**EXERCISE DIRECTIONS**
Once the line with "Scan the image above for white pants." is found in the data, output it and each following line exactly, up to and including the line with "Scan the image above for wet rock.", and nothing before or after.

=== PROVIDED RECORDS ===

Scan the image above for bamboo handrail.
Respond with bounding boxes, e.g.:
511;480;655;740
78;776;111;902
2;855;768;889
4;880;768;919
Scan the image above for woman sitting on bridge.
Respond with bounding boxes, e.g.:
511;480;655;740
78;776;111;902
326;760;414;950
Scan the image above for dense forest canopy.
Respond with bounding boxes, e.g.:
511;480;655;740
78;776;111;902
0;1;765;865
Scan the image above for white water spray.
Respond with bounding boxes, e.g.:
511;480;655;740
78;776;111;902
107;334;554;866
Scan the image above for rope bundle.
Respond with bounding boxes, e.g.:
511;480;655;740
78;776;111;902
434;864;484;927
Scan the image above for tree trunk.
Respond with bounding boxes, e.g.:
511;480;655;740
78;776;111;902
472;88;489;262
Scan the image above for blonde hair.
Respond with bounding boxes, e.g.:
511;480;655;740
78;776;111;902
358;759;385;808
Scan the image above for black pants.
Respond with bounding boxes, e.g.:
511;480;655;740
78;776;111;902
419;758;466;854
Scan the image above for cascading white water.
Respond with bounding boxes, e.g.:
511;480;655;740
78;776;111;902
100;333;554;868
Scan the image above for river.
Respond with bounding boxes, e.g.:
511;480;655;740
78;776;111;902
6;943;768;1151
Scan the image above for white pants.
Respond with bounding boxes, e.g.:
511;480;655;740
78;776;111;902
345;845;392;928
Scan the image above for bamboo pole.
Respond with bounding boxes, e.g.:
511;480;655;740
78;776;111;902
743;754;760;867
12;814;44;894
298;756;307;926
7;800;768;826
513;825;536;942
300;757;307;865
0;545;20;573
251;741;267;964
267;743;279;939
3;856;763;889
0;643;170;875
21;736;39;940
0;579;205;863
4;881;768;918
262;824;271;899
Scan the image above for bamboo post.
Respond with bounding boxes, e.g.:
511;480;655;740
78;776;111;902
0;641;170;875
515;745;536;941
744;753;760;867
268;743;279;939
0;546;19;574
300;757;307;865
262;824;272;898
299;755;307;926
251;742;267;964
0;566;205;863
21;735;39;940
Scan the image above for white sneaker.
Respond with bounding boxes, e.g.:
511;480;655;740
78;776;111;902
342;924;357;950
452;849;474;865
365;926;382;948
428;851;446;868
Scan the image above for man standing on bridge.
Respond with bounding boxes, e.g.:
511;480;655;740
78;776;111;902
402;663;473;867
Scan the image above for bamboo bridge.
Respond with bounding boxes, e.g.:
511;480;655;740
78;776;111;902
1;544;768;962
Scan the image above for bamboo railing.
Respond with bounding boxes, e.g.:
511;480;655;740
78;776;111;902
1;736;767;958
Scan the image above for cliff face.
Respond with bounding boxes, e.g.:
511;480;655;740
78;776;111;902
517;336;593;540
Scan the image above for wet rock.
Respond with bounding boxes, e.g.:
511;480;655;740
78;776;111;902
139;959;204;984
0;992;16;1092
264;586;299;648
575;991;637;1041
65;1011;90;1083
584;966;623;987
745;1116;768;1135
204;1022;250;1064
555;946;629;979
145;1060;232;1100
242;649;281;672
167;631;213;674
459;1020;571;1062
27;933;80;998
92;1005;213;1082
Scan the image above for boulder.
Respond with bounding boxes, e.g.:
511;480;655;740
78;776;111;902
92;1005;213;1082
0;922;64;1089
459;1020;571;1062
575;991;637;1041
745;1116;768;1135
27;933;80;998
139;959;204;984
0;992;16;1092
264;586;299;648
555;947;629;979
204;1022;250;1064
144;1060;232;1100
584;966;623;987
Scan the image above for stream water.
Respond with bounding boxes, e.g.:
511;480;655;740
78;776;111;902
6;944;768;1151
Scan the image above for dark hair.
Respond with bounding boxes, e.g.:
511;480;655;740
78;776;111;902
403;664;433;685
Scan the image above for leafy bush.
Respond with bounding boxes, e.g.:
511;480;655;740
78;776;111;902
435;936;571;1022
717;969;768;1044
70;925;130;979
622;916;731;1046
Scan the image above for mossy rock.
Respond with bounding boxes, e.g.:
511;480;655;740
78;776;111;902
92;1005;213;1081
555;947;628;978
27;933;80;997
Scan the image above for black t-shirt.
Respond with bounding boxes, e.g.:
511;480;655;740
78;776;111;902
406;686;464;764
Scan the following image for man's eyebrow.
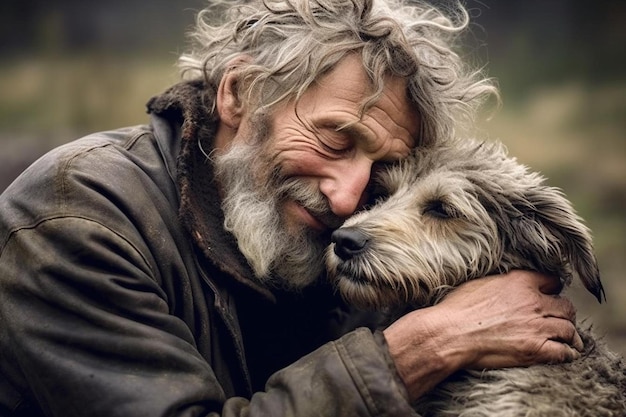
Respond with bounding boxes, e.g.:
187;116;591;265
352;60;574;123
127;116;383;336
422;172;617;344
335;122;371;141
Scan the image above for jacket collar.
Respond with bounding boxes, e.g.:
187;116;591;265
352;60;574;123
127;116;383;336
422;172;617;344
147;80;276;302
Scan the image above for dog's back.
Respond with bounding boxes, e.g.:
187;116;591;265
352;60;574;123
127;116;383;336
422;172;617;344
416;326;626;417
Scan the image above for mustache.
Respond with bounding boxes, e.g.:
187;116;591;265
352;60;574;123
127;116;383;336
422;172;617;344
276;178;344;230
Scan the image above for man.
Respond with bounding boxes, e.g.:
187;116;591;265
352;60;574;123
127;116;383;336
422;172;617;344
0;0;582;416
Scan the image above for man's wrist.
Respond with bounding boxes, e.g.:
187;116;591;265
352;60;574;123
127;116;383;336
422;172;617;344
382;308;467;401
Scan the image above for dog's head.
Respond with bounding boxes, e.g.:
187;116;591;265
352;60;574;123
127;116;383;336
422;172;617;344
326;138;604;310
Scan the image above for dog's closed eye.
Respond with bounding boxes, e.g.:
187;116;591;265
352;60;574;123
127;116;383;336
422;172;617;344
423;200;457;219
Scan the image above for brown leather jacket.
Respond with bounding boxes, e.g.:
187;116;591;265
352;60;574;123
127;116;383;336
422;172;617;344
0;82;415;417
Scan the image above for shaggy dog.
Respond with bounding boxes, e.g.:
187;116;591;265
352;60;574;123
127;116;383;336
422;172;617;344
326;138;626;416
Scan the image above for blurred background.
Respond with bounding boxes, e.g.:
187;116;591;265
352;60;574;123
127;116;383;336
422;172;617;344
1;1;624;355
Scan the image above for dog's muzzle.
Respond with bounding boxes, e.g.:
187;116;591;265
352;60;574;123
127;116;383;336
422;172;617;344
331;227;369;260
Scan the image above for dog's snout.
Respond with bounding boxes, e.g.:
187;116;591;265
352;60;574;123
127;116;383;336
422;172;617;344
331;227;369;260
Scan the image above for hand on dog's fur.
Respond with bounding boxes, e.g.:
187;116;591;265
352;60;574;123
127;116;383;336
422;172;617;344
330;137;622;414
383;270;583;402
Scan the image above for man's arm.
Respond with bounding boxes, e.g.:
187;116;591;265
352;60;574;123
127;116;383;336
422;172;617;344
383;270;583;401
0;216;420;417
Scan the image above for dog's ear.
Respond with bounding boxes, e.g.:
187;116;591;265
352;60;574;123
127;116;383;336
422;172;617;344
509;185;605;303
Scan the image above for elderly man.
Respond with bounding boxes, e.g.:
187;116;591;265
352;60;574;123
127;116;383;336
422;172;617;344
0;0;581;416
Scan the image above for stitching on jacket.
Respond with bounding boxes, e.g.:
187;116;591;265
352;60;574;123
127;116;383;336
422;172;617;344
58;127;151;211
0;215;154;276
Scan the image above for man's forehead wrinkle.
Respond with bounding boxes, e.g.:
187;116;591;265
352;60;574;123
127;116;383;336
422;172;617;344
316;73;370;101
364;105;417;147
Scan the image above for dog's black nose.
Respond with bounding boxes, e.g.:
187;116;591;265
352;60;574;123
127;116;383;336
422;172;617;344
331;227;369;260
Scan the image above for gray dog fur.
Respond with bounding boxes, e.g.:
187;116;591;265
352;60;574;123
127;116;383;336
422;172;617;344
326;138;626;416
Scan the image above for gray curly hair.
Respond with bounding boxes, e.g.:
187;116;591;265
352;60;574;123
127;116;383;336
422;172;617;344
179;0;498;145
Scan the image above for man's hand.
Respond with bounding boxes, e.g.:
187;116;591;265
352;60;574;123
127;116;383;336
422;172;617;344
383;270;582;402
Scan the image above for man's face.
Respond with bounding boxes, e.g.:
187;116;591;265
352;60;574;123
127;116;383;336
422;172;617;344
215;54;420;289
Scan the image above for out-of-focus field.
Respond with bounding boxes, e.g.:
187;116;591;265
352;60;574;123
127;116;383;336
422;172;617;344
0;54;180;176
1;1;624;357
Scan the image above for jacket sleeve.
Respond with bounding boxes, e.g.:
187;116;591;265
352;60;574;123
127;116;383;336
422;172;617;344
0;215;228;416
235;329;418;417
1;217;417;417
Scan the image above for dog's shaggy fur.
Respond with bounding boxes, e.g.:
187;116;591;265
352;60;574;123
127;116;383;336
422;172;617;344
326;138;626;416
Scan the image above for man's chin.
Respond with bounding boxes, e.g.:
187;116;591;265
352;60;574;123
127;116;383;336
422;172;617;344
264;232;328;290
268;260;325;291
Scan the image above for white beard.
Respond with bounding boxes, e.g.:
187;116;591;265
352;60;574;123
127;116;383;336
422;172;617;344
213;131;340;290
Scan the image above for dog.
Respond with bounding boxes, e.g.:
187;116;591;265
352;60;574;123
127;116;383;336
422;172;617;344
326;137;626;416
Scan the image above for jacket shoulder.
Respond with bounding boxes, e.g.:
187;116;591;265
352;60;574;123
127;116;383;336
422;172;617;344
0;124;179;247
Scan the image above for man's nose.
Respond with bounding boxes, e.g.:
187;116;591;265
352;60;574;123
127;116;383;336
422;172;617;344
319;159;371;218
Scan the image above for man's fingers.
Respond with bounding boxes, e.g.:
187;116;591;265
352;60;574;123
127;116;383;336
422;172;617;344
516;270;563;295
540;316;584;353
538;292;577;322
541;340;582;363
571;328;584;352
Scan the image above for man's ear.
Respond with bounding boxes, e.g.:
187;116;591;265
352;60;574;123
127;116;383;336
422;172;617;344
216;56;252;129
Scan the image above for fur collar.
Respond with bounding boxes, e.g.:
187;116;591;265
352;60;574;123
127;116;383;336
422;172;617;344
146;80;276;302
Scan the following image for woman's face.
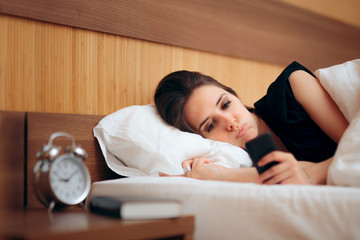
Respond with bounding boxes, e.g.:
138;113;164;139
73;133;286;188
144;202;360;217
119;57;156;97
183;85;259;149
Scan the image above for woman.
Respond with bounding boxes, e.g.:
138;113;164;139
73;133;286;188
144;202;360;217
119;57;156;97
154;62;349;185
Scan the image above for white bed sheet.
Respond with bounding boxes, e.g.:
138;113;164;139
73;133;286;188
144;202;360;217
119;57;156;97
87;177;360;240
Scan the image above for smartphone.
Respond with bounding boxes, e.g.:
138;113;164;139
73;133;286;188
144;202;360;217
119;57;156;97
245;132;279;174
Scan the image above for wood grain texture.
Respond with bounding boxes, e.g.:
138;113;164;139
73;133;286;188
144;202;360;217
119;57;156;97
3;210;194;240
26;112;119;208
0;111;25;209
0;14;284;115
0;0;359;69
282;0;360;28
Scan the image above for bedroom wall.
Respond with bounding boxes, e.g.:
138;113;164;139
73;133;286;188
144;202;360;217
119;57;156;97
0;14;284;115
1;0;359;115
282;0;360;28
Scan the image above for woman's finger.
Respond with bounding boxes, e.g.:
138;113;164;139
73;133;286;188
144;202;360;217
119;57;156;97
185;158;202;177
257;152;298;184
258;161;311;185
182;159;194;168
258;161;288;183
261;169;293;184
184;157;211;178
257;151;295;167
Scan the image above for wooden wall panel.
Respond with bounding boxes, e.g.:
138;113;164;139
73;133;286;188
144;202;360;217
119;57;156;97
0;111;25;209
0;14;285;115
282;0;360;28
1;0;359;70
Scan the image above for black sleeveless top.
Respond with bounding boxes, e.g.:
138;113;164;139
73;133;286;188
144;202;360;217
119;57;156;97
254;61;337;162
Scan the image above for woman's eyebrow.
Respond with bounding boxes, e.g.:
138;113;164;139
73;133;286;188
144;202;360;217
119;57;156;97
198;93;226;132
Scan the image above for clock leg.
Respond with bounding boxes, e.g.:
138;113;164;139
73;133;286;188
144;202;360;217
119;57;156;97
48;201;55;212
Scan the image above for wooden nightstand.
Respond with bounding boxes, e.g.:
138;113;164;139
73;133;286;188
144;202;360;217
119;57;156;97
1;208;194;240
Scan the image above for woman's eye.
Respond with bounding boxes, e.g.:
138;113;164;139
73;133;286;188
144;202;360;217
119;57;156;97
222;100;231;110
207;122;214;132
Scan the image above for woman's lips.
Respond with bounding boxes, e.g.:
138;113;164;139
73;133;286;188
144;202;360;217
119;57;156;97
236;124;247;139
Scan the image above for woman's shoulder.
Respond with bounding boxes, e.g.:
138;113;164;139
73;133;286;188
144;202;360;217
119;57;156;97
279;61;316;80
257;61;316;101
253;61;314;120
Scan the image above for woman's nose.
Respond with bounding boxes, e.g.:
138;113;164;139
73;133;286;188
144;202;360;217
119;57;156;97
227;121;234;131
222;115;235;131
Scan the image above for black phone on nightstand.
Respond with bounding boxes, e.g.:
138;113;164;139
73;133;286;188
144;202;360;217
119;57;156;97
246;132;279;174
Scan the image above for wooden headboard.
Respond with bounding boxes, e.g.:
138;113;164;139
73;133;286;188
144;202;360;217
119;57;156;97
0;111;119;209
1;0;359;69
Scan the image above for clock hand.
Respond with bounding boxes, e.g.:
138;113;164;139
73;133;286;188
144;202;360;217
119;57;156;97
68;169;78;181
60;170;78;182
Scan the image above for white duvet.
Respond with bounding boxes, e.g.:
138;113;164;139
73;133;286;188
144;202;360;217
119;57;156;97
88;177;360;240
315;59;360;186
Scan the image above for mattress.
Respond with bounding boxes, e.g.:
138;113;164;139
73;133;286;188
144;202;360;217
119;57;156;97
87;176;360;240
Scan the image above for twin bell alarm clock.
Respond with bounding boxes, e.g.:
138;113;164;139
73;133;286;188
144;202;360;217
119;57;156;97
33;132;91;211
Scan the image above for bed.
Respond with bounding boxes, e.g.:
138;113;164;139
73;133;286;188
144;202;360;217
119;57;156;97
85;60;360;239
88;60;360;239
1;59;359;239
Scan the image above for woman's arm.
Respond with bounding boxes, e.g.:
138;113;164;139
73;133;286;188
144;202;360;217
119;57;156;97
180;158;259;182
181;156;315;184
257;70;348;185
304;157;333;184
161;155;326;185
289;70;349;142
257;151;328;185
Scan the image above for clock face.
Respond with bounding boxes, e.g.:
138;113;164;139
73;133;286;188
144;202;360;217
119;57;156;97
49;154;90;205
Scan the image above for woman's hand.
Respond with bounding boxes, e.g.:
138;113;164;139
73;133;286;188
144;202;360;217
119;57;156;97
160;157;260;183
159;152;317;185
181;157;227;181
257;151;313;185
158;157;227;180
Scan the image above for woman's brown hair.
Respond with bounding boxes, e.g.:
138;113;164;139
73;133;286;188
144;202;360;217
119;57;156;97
154;70;241;133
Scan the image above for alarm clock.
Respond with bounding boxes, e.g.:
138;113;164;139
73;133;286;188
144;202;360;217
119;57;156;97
33;132;91;211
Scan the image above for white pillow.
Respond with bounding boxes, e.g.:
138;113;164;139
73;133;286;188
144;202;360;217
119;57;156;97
93;104;252;177
315;59;360;122
327;109;360;186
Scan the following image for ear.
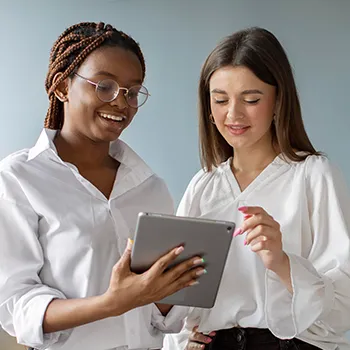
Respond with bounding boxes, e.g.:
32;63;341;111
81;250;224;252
52;72;69;102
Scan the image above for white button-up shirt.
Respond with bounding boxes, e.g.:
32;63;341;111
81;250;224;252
0;129;188;350
164;155;350;350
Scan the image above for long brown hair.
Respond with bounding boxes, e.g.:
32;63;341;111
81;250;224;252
44;22;146;130
199;27;320;171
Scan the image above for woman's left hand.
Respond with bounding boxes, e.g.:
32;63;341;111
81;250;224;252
234;206;289;273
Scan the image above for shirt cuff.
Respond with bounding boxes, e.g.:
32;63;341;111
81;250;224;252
151;304;189;333
265;253;334;339
13;290;70;350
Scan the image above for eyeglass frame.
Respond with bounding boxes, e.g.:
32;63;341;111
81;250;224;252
74;73;150;108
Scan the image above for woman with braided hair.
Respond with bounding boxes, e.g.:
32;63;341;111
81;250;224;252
0;22;203;350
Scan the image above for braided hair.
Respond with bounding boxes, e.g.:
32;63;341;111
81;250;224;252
44;22;146;130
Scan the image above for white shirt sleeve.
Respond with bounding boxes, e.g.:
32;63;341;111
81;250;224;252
265;156;350;339
162;324;191;350
151;305;189;333
0;173;69;349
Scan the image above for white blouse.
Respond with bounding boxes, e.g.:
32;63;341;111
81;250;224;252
0;129;188;350
164;155;350;350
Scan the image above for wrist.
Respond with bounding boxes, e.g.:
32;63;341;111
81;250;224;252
99;290;136;317
270;252;290;276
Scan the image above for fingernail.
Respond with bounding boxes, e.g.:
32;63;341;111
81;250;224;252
233;228;242;237
209;331;216;336
189;280;200;286
206;337;213;343
244;239;248;246
244;214;252;220
127;238;134;249
193;258;205;265
238;206;248;212
196;269;207;276
175;246;184;255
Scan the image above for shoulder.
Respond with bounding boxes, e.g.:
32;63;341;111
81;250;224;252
0;149;30;174
185;159;230;196
284;154;334;179
0;149;33;204
293;154;348;195
302;154;341;184
146;174;172;196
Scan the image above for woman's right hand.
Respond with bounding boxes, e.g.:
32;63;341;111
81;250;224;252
186;326;216;349
102;239;206;316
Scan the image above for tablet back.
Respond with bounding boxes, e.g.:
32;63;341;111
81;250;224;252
130;212;235;308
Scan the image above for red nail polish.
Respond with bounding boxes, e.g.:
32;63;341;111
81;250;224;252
244;239;247;246
244;214;252;220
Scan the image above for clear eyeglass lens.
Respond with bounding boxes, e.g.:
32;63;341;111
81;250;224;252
96;79;149;107
96;79;118;102
126;85;149;108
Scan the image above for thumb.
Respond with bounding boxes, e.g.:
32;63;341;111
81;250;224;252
116;238;133;270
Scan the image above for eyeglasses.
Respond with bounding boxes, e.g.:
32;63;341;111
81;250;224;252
74;73;150;108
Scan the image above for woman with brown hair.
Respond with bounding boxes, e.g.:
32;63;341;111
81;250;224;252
0;22;205;350
165;27;350;350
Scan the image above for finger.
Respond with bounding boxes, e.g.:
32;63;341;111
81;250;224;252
114;238;133;272
160;267;206;298
165;256;205;281
250;239;275;252
245;225;279;246
148;245;185;275
238;205;266;215
189;331;213;344
249;235;267;247
187;341;205;350
236;214;274;236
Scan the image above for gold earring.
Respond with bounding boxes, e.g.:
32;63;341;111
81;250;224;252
54;91;68;102
59;95;68;102
209;114;215;124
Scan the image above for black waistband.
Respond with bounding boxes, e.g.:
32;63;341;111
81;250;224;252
205;327;320;350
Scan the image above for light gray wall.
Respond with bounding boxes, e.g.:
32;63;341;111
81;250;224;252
1;0;350;204
1;0;350;341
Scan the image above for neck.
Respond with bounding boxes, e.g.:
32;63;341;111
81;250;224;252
54;128;111;168
232;136;278;174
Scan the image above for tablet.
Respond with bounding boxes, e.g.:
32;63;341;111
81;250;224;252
130;212;235;308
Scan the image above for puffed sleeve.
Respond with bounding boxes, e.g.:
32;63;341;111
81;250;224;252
265;156;350;339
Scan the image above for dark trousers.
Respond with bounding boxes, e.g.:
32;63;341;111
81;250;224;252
205;328;321;350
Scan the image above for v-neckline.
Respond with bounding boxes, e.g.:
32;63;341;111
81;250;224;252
223;154;288;200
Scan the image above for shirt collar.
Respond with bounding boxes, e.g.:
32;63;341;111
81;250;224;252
27;128;154;180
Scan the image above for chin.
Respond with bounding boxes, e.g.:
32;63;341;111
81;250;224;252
90;129;122;143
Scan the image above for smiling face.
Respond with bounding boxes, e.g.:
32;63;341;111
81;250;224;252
209;65;277;151
61;45;144;143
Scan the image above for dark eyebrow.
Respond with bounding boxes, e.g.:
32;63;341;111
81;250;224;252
94;70;142;85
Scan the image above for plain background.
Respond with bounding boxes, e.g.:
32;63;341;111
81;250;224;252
1;0;350;204
0;0;349;345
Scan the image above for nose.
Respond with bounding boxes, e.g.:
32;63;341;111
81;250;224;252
110;89;128;109
227;101;243;120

===

**RESPONSE AREA**
Scan the image above for white pants.
Respond with bounding boxes, e.g.:
511;480;655;740
78;776;111;902
345;845;392;928
Scan the image above for bamboo pole.
Respond with bounding boxes, e.g.:
511;480;655;740
78;776;111;902
743;754;760;867
12;814;44;894
298;756;307;926
7;800;768;826
513;825;536;942
300;757;307;865
0;545;20;573
251;741;267;964
267;743;279;939
3;856;763;889
0;643;170;875
21;736;39;940
0;579;205;863
4;881;768;918
262;824;271;899
Scan the image above for bamboo post.
Respond with bounding boxes, e.g.:
511;480;655;740
78;776;111;902
0;641;170;875
515;745;536;941
744;753;760;867
268;743;279;939
0;546;19;574
300;757;307;865
262;824;272;898
299;755;307;926
251;742;267;964
0;566;205;863
21;735;39;940
Scan the image above for white sneaker.
Respond with bounding boxes, e.g.:
511;480;655;740
78;776;111;902
342;924;357;950
452;849;474;865
365;926;382;948
428;851;446;868
Scan the image above for man standing on bridge.
Respond with bounding boxes, e.g.:
511;480;655;740
78;776;111;902
402;663;473;867
Scan the image above for bamboo bridge.
Respond with bounding boxes, e.g.:
511;480;655;740
78;776;111;902
1;544;768;962
Scan the image above for bamboo railing.
Respond with bounding boxes, e.g.:
511;480;655;740
78;776;111;902
1;736;767;958
Scan the image above for cliff face.
Respond with bounding boxes, e.g.:
511;480;655;740
78;776;111;902
517;336;593;540
Scan the image above for wet rock.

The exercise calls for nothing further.